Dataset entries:
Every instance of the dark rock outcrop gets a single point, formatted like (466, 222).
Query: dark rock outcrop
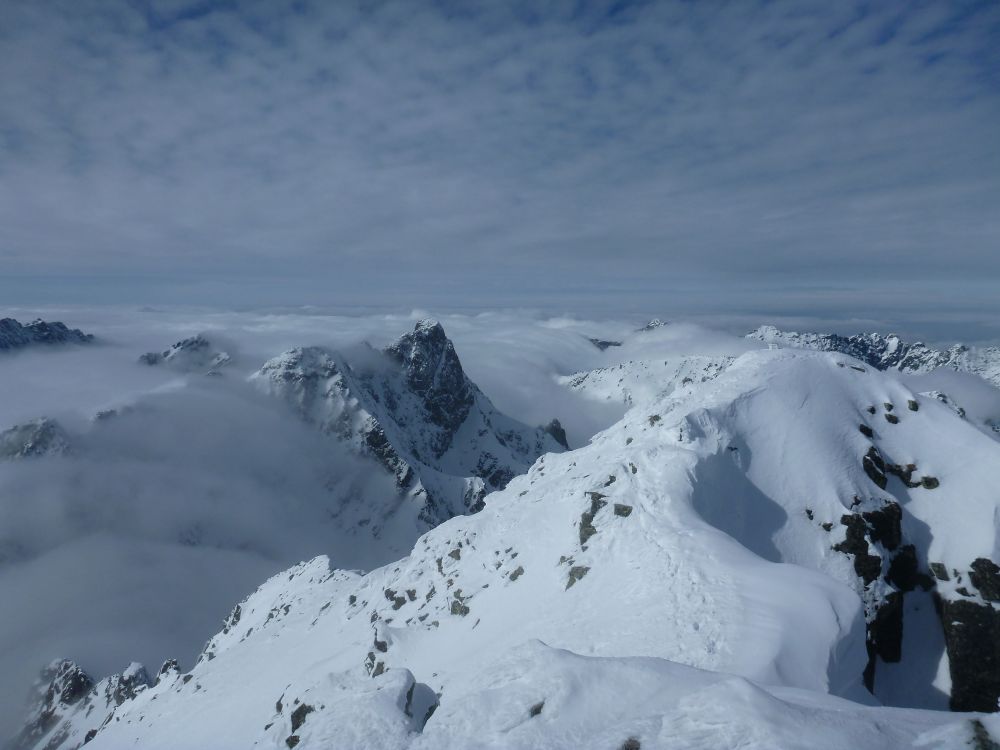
(41, 437)
(972, 639)
(412, 408)
(60, 687)
(189, 355)
(874, 467)
(13, 335)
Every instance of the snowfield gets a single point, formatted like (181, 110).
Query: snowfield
(730, 565)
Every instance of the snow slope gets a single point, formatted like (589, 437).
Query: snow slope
(412, 407)
(723, 567)
(14, 335)
(890, 353)
(194, 354)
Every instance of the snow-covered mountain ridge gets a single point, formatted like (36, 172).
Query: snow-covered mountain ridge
(192, 354)
(14, 335)
(888, 352)
(412, 407)
(714, 569)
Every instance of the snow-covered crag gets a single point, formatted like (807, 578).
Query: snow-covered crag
(412, 407)
(635, 381)
(195, 354)
(14, 335)
(726, 566)
(889, 352)
(40, 437)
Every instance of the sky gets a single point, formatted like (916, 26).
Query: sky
(812, 160)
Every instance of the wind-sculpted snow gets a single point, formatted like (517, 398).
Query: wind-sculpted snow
(412, 408)
(14, 335)
(890, 353)
(723, 567)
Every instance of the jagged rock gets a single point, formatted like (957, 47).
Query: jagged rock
(891, 353)
(188, 355)
(874, 467)
(61, 686)
(904, 571)
(299, 716)
(985, 576)
(885, 525)
(576, 573)
(603, 344)
(412, 408)
(867, 566)
(940, 571)
(42, 437)
(652, 325)
(555, 429)
(972, 639)
(13, 335)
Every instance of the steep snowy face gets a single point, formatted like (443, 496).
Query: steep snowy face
(430, 370)
(412, 407)
(713, 569)
(41, 437)
(13, 335)
(636, 381)
(195, 354)
(889, 352)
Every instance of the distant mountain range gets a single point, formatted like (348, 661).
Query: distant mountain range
(890, 352)
(14, 335)
(763, 548)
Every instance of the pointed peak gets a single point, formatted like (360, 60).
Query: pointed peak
(652, 325)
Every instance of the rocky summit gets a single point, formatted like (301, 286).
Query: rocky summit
(889, 352)
(192, 354)
(412, 408)
(14, 335)
(756, 555)
(787, 547)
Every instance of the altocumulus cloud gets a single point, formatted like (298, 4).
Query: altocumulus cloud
(823, 153)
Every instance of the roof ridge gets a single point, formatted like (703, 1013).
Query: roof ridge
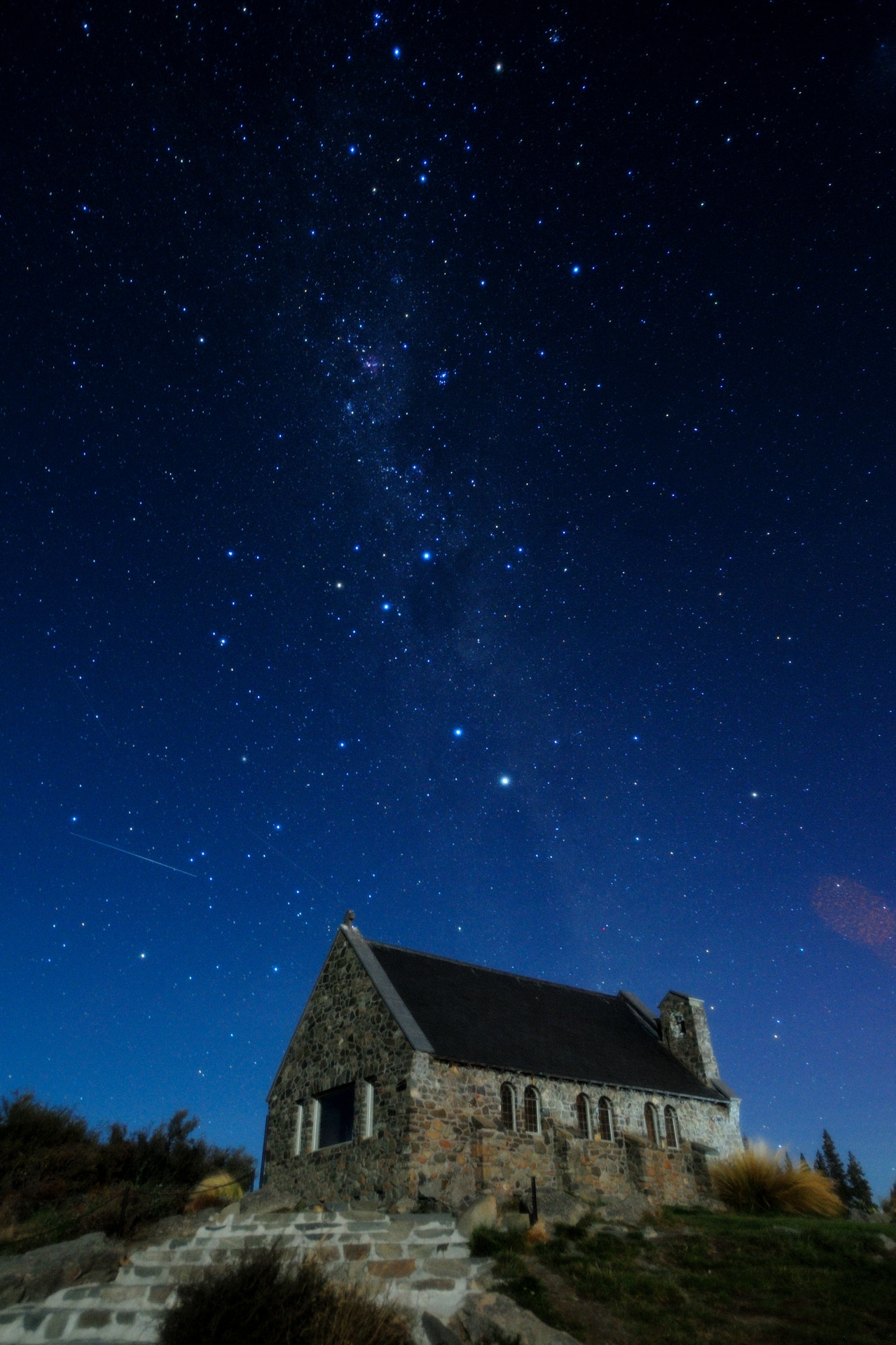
(495, 972)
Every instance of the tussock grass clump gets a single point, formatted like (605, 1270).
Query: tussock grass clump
(759, 1181)
(266, 1297)
(214, 1189)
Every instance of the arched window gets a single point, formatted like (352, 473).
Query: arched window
(672, 1127)
(507, 1108)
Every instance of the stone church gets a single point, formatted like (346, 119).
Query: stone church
(415, 1082)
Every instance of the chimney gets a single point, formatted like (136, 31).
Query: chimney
(687, 1033)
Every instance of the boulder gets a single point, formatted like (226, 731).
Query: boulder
(93, 1260)
(482, 1213)
(488, 1317)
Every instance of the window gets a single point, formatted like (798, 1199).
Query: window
(672, 1127)
(532, 1110)
(507, 1108)
(369, 1098)
(336, 1117)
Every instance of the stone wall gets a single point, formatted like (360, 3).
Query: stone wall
(459, 1146)
(345, 1035)
(438, 1136)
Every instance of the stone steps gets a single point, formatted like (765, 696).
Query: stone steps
(419, 1261)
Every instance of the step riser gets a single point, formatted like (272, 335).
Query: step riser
(422, 1263)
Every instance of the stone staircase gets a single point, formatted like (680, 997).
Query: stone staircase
(420, 1262)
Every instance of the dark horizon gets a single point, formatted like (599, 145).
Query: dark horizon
(448, 474)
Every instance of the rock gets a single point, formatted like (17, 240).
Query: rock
(438, 1333)
(556, 1207)
(483, 1213)
(486, 1317)
(90, 1260)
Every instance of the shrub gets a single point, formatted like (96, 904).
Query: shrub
(759, 1181)
(216, 1189)
(60, 1178)
(264, 1297)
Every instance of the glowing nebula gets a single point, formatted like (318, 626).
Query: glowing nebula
(857, 913)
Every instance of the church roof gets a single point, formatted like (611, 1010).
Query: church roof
(495, 1019)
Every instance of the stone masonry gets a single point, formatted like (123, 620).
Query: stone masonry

**Your objective**
What is needed is every record above printed exactly, with no pictures.

**Solution**
Every instance of the dark rock outcrop gets a single point, formatted like (466, 222).
Query: dark rock outcrop
(41, 437)
(972, 639)
(412, 408)
(60, 687)
(189, 355)
(874, 467)
(13, 335)
Every instance of the snowfield gets a single point, formatted like (181, 110).
Query: snowfield
(730, 565)
Every instance of the snow slope gets a single point, formatted like (589, 437).
Query: snow slope
(412, 407)
(723, 567)
(14, 335)
(890, 353)
(194, 354)
Every instance of the snow-covered mountain ridge gets a single point, formatted like (36, 172).
Query: snow-covered mountain ridge
(192, 354)
(14, 335)
(888, 352)
(412, 407)
(714, 569)
Every instance of the snow-covered crag gets a single point, formatted like (807, 578).
Query: snow-covered crag
(412, 407)
(635, 381)
(195, 354)
(14, 335)
(726, 566)
(889, 352)
(40, 437)
Every instance of the sky gets a single point, formatted like (916, 26).
Query: sky
(812, 160)
Every instance of the wind-sculpted snow gets a single point, formatted like (517, 398).
Query: wind-sculpted snow
(412, 408)
(14, 335)
(890, 353)
(723, 567)
Every instance of the jagged rock gets a single point, formatted like (957, 47).
Query: jagged rock
(891, 353)
(188, 355)
(874, 467)
(61, 686)
(904, 571)
(299, 716)
(985, 576)
(885, 525)
(576, 573)
(603, 344)
(412, 408)
(867, 566)
(940, 571)
(42, 437)
(652, 325)
(555, 429)
(972, 639)
(13, 335)
Every instance of the steep snowy face gets a single point, formatted like (443, 496).
Query: steep snowy face
(430, 370)
(412, 407)
(713, 569)
(41, 437)
(13, 335)
(636, 381)
(195, 354)
(889, 352)
Every instance of the distant mountain range gets a single point, formatted like (348, 661).
Query: distant mountain range
(890, 352)
(14, 335)
(763, 548)
Every instance of the pointed peak gets a single point, formatted like (360, 60).
Query: pointed peak
(652, 325)
Every instance of the rocky summit gets a single point, formatted like (301, 286).
Query: rocky summit
(889, 352)
(192, 354)
(412, 408)
(14, 335)
(756, 555)
(787, 547)
Every instance of the altocumulus cloud gets a single point, formatted like (298, 4).
Query: altocumulus cloud
(823, 153)
Every instance of the roof ridge gets a single point, formatted like (703, 1013).
Query: roof ridge
(495, 972)
Every instance of the tussock grass clump gets a single point, formatted like (605, 1270).
Query: tussock grass clump
(759, 1181)
(266, 1297)
(214, 1189)
Every instance of the arched window gets a single point, formatted like (352, 473).
Query: arched window
(672, 1127)
(507, 1108)
Every instance of the stone church gets a single point, formatted like (346, 119).
Query: stone church
(415, 1082)
Every instance of the chimney gets a single point, formatted like (136, 31).
Query: chimney
(687, 1033)
Every instance of the boulder gets a single point, formatted like (226, 731).
Query: boulder
(93, 1260)
(482, 1213)
(488, 1317)
Every instance of the window gets a single point, formatted like (798, 1199).
Query: window
(672, 1127)
(532, 1110)
(507, 1108)
(369, 1098)
(336, 1117)
Every instance of the stone wall gets a single point, formatted like (360, 3).
Query: stone wall
(459, 1146)
(345, 1035)
(438, 1136)
Every instance of the stone steps gets a single point, formatted like (765, 696).
Query: stone steps
(419, 1261)
Every instance of the step riser gets a single point, formatted like (272, 335).
Query: step riser
(422, 1263)
Every instance of the stone staircase gets a single point, formatted like (680, 997).
Query: stone staircase
(420, 1262)
Every instance of the dark horizon gets a single point, formatted like (599, 145).
Query: dark horizon
(448, 474)
Every instance of the rock gets a single point, formatted like (17, 240).
Query: rock
(438, 1333)
(556, 1207)
(483, 1213)
(486, 1317)
(90, 1260)
Every instance of the shrub gets a single point, formatted like (96, 904).
Query: shrub
(759, 1181)
(216, 1189)
(60, 1178)
(264, 1297)
Every instance of the glowing nebula gets a single point, formatted like (318, 626).
Query: glowing nebula
(857, 913)
Every instance of the church roof gets a single point, formatted like (611, 1010).
Query: church roof
(495, 1019)
Every instance of the stone masonry gets a single point, formatted like (123, 620).
Query: stone masonry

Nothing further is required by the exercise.